**THE REQUEST**
Rescale the listing from the line with "input: stucco wall -> output: bbox" to the line with "[0,0,586,1024]", both included. Write out every one of those lines and no others, leaving lines without coordinates unchanged and multiplying each bounding box coordinate by 2.3, rounded to a whole number with halves rounded up.

───── SUPPLIED DATA

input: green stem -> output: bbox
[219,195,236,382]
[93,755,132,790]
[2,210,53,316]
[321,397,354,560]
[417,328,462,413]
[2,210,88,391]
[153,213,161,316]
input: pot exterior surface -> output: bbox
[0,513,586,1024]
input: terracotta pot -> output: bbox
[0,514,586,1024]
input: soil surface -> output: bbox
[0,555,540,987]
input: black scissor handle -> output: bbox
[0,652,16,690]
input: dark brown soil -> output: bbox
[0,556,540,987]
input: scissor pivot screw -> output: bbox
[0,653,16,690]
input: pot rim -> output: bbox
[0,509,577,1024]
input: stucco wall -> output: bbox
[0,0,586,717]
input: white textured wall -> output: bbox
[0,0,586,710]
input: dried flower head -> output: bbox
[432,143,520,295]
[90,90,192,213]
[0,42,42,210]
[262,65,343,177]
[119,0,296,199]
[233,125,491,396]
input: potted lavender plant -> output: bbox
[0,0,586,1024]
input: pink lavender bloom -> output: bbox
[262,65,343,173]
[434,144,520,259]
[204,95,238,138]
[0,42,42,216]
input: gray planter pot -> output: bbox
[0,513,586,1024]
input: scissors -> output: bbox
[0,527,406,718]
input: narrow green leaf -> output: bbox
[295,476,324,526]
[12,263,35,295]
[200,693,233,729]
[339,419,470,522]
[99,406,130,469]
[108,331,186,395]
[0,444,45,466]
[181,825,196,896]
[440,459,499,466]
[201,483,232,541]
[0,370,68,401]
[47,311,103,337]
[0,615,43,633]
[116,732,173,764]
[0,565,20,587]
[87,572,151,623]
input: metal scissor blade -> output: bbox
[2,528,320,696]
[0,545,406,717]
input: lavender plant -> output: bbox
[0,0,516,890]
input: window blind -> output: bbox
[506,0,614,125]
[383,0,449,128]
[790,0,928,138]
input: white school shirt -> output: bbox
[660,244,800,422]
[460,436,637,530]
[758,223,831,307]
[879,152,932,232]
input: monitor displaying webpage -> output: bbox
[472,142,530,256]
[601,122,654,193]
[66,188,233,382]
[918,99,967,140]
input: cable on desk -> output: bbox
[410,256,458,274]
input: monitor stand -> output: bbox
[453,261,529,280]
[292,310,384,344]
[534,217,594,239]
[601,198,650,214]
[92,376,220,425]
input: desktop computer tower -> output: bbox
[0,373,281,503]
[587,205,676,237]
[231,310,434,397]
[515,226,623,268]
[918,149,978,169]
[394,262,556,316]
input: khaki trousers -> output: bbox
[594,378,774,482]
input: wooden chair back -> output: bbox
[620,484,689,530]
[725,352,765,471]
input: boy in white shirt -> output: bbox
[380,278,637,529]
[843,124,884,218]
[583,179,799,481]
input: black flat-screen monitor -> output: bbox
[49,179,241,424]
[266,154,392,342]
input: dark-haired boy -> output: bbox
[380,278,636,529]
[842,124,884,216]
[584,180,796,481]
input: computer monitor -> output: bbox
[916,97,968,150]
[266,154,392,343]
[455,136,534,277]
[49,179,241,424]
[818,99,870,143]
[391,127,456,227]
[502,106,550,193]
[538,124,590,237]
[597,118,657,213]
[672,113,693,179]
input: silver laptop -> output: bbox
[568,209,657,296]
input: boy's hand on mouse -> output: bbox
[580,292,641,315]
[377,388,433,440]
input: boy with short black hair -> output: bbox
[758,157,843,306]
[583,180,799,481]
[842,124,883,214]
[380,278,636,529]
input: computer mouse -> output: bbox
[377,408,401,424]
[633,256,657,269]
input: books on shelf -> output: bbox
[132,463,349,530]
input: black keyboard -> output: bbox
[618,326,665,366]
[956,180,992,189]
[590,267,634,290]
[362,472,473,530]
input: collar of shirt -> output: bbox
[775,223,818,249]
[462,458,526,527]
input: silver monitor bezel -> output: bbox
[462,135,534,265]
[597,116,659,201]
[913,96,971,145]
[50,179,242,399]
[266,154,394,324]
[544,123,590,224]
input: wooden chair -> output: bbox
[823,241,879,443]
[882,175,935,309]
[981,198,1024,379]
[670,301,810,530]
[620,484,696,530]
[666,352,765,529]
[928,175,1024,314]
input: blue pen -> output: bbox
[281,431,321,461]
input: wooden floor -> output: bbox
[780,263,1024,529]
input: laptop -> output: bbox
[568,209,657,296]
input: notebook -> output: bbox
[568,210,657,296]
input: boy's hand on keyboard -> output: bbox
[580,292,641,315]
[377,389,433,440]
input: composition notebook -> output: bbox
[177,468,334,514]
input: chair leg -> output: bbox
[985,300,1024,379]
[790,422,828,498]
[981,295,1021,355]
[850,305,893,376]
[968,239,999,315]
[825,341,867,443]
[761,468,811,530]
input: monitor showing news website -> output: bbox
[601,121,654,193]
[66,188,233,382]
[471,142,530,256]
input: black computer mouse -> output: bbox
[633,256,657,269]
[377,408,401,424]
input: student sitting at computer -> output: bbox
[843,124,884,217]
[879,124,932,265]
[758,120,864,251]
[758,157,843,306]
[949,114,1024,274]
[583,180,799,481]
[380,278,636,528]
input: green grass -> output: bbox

──────────

**CORRECT RESPONSE**
input: stucco wall -> output: bbox
[0,0,1348,1649]
input: white textured wall -> output: bbox
[0,0,1348,1633]
input: dried flower head -> output: bbox
[994,329,1196,679]
[207,207,442,490]
[0,97,97,483]
[603,150,789,407]
[274,0,681,458]
[536,288,1129,911]
input: potted lavender plant -> output: bbox
[0,0,1348,2355]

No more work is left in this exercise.